Your First Five Crime Studies of February 22
Today's crime studies include work on sexual homicide
I'm Aaron Jacklin, and this is Explaining Crime, an independent newsletter that helps you explain crime to your audience.
Your First Five is a daily (M-F) series that publishes a curated selection of recent research related to crime and justice. Each post contains links to new studies that I hope will enhance your work explaining crime. Published each weekday at about 7 a.m., E.S.T.
These new criminology and criminal justice studies were published recently by journals I monitor.
1. Who Is Centered in the Humanitarian Response to Gender-Based Violence? A Critical Discourse Analysis of the Survivor-Centered Approach, published in Violence Against Women. (Open access)
2. Exploring Sexual Homicide by Overarching Groups of Victims, published in Crime & Delinquency. (Restricted access)
3. Investigating the Psychological Impact of Cyber-Sexual Harassment, published in Journal of Interpersonal Violence. (Open access)
4. Disparities Among Pediatric Firearm Suicides in the United States: An Analysis of the National Violent Death Reporting System, 2014 to 2018, published in Journal of Interpersonal Violence. (Restricted access)
5. Using Latent Class Analysis to Produce a Typology of Korean Stalking Based on Court Judgments, published in Criminal Justice and Behavior. (Restricted access)
⁂
▸ **TASK LIST**:
1. According to the newsletter post, at about what time is Your First Five published each weekday?
2. Repeat the newsletter post from "Your First Five Crime" to "Delinquency. (Restricted access)".
3. Go on with the crime studies newsletter post from the point where it stops.

▸ **RECORD EXTRACTS**:
⁂
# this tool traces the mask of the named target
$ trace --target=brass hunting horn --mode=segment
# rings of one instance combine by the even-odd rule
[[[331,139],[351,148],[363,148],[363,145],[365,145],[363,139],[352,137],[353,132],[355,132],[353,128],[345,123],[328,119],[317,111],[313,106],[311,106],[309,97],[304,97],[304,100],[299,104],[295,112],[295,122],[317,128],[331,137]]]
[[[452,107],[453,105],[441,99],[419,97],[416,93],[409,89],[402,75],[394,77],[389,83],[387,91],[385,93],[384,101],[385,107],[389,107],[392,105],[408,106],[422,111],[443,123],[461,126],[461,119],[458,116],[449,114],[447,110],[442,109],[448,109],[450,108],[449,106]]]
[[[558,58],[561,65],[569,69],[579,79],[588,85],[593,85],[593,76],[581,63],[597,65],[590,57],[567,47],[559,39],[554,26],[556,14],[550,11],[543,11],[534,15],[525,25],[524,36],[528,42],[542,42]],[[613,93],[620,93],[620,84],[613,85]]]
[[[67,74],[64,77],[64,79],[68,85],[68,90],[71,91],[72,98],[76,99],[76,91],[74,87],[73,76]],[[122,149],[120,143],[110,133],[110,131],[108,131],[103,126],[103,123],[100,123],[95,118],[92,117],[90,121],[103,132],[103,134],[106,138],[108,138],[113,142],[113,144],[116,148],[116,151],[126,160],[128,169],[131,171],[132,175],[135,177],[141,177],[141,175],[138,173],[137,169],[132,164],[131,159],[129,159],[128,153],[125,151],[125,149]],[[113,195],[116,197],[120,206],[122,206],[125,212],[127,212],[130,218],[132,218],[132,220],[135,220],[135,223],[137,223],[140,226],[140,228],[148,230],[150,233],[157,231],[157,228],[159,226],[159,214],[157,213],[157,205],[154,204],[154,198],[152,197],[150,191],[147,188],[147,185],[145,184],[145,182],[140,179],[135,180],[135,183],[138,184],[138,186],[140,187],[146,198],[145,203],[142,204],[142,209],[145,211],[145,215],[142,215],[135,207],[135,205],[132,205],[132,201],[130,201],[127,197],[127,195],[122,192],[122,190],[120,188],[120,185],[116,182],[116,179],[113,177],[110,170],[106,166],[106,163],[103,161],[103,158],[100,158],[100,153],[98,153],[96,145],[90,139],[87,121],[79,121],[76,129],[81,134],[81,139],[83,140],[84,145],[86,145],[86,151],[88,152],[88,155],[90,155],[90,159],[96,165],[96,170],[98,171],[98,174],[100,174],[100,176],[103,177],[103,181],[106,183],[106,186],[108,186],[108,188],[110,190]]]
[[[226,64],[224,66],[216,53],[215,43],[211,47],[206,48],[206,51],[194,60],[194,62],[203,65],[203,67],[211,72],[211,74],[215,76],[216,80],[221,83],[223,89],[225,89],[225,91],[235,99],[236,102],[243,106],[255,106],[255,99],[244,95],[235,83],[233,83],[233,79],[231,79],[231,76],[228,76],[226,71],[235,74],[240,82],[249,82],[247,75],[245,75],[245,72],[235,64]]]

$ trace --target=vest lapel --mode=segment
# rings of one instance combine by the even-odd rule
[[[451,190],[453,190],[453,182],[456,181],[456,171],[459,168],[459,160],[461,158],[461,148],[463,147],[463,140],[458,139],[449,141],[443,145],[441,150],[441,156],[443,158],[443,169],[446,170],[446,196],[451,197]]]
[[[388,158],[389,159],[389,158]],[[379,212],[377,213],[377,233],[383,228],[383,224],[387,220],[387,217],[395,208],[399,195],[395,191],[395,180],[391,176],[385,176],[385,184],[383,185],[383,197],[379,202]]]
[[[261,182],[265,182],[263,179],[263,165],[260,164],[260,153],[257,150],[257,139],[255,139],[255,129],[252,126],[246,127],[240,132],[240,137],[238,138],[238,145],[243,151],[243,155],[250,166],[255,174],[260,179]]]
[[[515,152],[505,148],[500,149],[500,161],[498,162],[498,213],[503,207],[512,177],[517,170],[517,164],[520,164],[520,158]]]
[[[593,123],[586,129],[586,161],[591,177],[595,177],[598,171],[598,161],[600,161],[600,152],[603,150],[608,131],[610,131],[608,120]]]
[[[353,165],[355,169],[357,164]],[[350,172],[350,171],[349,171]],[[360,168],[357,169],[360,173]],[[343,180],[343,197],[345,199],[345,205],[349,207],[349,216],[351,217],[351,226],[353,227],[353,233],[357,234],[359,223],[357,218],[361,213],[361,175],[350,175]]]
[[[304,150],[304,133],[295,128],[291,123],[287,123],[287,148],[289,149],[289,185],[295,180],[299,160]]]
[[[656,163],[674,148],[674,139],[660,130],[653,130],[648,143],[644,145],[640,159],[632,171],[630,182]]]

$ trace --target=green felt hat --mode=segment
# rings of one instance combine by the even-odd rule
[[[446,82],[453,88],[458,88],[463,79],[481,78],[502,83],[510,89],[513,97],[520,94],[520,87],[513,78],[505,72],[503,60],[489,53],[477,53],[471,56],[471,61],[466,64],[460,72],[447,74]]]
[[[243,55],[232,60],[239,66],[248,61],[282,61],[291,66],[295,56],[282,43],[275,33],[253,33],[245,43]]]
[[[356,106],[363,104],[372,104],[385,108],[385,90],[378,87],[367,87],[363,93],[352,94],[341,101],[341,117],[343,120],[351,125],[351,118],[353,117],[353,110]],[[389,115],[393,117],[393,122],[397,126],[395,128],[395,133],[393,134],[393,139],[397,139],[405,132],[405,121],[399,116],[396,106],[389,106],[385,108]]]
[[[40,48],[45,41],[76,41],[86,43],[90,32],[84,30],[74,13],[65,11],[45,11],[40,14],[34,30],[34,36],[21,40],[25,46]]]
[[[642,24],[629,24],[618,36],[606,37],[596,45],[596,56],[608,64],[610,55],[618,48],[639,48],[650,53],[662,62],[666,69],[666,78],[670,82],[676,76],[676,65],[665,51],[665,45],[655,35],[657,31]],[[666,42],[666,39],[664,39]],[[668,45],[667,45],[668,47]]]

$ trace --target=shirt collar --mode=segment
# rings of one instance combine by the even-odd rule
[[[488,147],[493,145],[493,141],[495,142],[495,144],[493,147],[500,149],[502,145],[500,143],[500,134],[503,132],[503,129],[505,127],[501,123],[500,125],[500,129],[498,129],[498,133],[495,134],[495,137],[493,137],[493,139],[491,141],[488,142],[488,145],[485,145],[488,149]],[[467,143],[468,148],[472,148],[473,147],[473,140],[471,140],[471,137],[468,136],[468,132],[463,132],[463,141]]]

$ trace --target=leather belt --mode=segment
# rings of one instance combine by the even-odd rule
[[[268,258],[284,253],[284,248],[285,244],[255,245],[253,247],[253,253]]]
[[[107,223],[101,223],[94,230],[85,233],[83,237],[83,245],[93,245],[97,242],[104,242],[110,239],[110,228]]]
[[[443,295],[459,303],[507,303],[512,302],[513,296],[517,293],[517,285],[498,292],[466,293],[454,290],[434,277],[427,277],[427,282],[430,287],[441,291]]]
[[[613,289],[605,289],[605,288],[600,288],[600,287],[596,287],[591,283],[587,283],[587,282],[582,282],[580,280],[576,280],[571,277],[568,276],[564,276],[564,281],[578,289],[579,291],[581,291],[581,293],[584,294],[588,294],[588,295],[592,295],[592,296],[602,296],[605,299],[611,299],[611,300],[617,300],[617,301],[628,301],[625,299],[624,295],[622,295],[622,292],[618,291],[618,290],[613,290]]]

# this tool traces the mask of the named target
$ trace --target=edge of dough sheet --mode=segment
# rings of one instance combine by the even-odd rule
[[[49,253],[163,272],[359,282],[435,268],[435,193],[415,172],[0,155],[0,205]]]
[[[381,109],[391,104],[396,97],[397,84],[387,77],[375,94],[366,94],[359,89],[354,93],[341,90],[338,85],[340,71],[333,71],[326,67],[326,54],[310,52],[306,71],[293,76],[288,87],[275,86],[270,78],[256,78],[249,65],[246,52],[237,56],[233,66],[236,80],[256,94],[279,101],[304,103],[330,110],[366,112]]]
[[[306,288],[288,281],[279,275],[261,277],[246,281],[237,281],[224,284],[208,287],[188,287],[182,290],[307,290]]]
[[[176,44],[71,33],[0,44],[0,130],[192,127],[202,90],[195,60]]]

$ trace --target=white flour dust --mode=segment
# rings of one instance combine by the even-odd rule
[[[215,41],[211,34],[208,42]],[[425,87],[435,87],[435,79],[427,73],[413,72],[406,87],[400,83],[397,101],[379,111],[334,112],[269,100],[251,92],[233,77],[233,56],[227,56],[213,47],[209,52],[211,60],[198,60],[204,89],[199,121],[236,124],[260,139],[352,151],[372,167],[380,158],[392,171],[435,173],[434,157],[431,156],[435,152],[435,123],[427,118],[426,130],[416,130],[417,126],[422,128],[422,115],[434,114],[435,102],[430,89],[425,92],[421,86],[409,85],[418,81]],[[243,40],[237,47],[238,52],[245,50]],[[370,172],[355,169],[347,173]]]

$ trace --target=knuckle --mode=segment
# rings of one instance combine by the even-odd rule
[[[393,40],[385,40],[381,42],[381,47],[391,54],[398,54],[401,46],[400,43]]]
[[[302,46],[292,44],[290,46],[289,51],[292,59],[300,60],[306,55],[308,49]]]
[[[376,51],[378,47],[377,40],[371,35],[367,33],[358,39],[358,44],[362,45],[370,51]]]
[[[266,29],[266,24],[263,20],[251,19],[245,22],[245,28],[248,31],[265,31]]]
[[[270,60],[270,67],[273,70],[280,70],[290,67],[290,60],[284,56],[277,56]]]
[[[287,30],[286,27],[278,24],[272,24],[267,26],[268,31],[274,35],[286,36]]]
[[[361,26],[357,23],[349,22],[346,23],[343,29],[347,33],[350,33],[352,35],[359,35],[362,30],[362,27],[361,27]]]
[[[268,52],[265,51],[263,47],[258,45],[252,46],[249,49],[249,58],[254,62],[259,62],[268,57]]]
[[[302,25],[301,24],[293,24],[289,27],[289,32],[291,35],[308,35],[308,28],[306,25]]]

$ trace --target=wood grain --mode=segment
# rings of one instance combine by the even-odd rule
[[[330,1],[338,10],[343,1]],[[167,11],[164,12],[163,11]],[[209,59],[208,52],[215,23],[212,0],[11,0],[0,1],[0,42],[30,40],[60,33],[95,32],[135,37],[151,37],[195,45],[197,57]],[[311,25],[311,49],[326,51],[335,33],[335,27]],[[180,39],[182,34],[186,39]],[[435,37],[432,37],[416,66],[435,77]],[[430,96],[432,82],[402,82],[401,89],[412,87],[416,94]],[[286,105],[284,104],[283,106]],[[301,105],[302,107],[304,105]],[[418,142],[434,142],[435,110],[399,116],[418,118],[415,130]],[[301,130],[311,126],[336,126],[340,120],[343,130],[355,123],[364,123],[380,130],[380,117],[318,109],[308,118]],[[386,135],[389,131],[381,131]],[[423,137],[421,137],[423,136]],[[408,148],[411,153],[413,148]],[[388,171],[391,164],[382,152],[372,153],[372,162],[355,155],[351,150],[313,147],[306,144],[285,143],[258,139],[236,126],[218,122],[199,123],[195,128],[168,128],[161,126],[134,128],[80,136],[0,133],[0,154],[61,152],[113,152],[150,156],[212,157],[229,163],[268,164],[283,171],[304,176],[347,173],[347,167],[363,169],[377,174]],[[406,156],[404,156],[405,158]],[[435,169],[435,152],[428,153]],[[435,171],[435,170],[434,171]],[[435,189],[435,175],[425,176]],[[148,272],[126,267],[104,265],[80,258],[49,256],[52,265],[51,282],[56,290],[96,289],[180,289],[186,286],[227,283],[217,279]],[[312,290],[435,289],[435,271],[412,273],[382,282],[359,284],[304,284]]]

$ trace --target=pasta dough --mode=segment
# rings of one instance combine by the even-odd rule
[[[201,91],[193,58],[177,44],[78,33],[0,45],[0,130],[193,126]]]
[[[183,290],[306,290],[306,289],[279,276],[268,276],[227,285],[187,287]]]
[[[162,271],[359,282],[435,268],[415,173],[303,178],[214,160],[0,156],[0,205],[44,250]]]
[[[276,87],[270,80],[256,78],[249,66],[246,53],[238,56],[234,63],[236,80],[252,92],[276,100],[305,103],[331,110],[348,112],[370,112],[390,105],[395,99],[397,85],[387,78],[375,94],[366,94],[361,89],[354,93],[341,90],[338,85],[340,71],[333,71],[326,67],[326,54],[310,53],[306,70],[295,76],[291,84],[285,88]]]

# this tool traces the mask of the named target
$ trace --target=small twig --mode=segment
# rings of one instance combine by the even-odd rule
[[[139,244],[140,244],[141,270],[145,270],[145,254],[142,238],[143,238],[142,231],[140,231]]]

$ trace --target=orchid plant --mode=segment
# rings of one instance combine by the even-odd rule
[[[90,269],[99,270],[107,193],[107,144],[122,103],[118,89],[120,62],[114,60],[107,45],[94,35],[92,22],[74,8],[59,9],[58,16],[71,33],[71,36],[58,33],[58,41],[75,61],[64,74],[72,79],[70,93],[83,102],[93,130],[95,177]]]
⁂
▸ **TASK-BY-TASK RESULTS**:
1. About 7 a.m., E.S.T.

2.
Your First Five Crime Studies of February 22
Today's crime studies include work on sexual homicide
I'm Aaron Jacklin, and this is Explaining Crime, an independent newsletter that helps you explain crime to your audience.
Your First Five is a daily (M-F) series that publishes a curated selection of recent research related to crime and justice. Each post contains links to new studies that I hope will enhance your work explaining crime. Published each weekday at about 7 a.m., E.S.T.
These new criminology and criminal justice studies were published recently by journals I monitor.
1. Who Is Centered in the Humanitarian Response to Gender-Based Violence? A Critical Discourse Analysis of the Survivor-Centered Approach, published in Violence Against Women. (Open access)
2. Exploring Sexual Homicide by Overarching Groups of Victims, published in Crime & Delinquency. (Restricted access)

3.
I might cover some of these studies further in Understanding Crime. If one sounds interesting or important, let me know in the comments.
Right now, I'm considering number 1. Here's why:
Shifting how GBV [gender-based violence] support for survivors is structured in practice depends primarily on returning to the fundamental precept that is meant to underpin a survivor-centered approach: trust survivors. Trust that survivors know what they need, what is best for them, and what is going to keep them safe, or at least safer. Trust that survivors, once given the safety and opportunity to do so, will ask for what they want and reject what they do not, seek those who are helpful, and dismiss those who are harmful.
…
We consider a survivor-led response as a radical and necessary departure from the way the humanitarian system currently addresses GBV. A departure that disrupts the dominant thinking, organizing, and decision-making in the humanitarian system and fundamentally shifts the way power is distributed within that system.